• Directions
Put every line of the items below into a numbered list, skipping any blank lines. Leave the pictures out.

• Excerpts from a dataset on pointing at objects
* * * * * * *
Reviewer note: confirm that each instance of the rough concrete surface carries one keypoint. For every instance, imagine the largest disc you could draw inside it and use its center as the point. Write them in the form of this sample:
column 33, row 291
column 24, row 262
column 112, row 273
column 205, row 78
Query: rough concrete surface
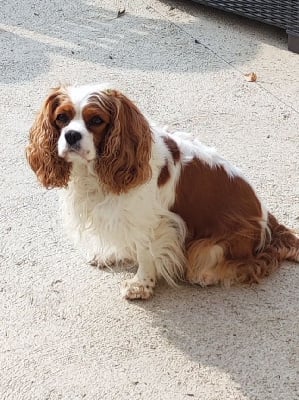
column 65, row 331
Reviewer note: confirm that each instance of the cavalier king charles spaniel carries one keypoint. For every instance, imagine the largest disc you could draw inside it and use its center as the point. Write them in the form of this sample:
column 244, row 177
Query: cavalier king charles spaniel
column 163, row 201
* * * * * * *
• Written reply
1. Reviewer note: confirm that each instance of the rough concrete surface carries one keypoint. For every instance, imagine the largest disc you could draw inside it and use its center as the point. Write them in the form of this sample:
2. column 33, row 291
3. column 24, row 262
4. column 112, row 273
5. column 205, row 78
6. Query: rough concrete surface
7. column 65, row 331
8. Reviewer note: confirm that each instance of the cavalier king charles spaniel carries one keypoint. For every instance, imagine the largest disc you could draw inside it and use its center as the point. Write them in the form of this sample:
9. column 244, row 177
10. Query: cavalier king charles spaniel
11. column 163, row 201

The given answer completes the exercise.